From an exploitation perspective, range images such as those in Fig. 1 can be processed using standard techniques for pattern recognition. For template-matching approaches to recognition, training of the templates can be problematic because of the large number of variables that must be included in the training set. These variables can include illumination, object pose, and articulation of parts of the object. We want to explore if 3D point clouds offer amelioration with regard to image variability. Point clouds do not necessarily require inclusion of intensity information, only the geometrical information, so part of the image variability can be eliminated. Image articulation is an issue with point clouds and so must be dealt with in selection of training data. Here, we are primarily interested in seeing if point cloud data can be made less sensitive to the pose of an object with respect to the sensor. Reduction of the impact of pose variation on recognition has received considerable attention [12–15].

In [12], a computationally intensive process is used on point cloud data to identify feature points and then develop local surface patches of the objects. These local patches are used to represent targets at various view angles. In [13], an algorithm based on probabilistic multiple interpretations is developed to estimate pose of the object of interest. The object with estimated pose is then compared with a template of that pose. In [14], the object of interest is decomposed into Zernike modes and the even-order modes are retained as having the best rotation invariance. A neural network is then used with the input Zernike modes to perform recognition. In [15], the range images are phase-encoded through the use of a Fourier transform. The phase-encoded images are then converted into spherical coordinates, and an algorithm is developed to operate these images.

To operate on gathered point cloud data in real time sensing, all of these approaches require significant preprocessing of the point cloud data prior to the generation of features that are used for recognition. The features we propose here are simple 1D histograms extracted directly from the point cloud data with only minimal preprocessing of the point cloud. The first starts with range images as discussed above and treats range per pixel as a random variable, from which properly normalized histograms (probability density functions) can be formed. No additional processing on the range data is required. The other random variable that we treat is a histogram of the point-separations between all observable points in the point cloud from a given view of the object. Since each point contains the geometric location of the point with respect to some origin, we can compute the distance (separation) between all pairs of points in the point cloud. Preprocessing here involves the computation of point separations, but after that the histogram is formed in a standard manner. In the following sections, we analyze these two random variables to see if their probability density functions can serve as a feature of the objects that exhibit invariance as a function of view of the object. The remainder of the paper is organized as follows. In Section 2, we briefly discuss the data used in the analyses and the metric used to evaluate viewpoint immunity. In Section 3, we analyze both range histograms and point-separation histograms and comment on their viewpoint invariance. In Section 4, we use point separation histograms as measurements in a two-class recognition problem. We conclude with a summary in Section 5.

> Written exercise:
Using the point cloud passage, explain in one to three sentences why point clouds can remove part of the image variability. Answer using only the point cloud passage.

> Data extract:

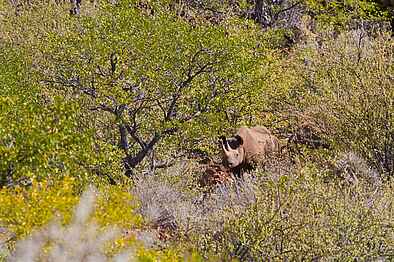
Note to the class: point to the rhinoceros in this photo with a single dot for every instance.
(247, 146)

> Task output:
Point clouds do not necessarily need intensity information, only geometric information. Leaving out intensity removes part of the image variability.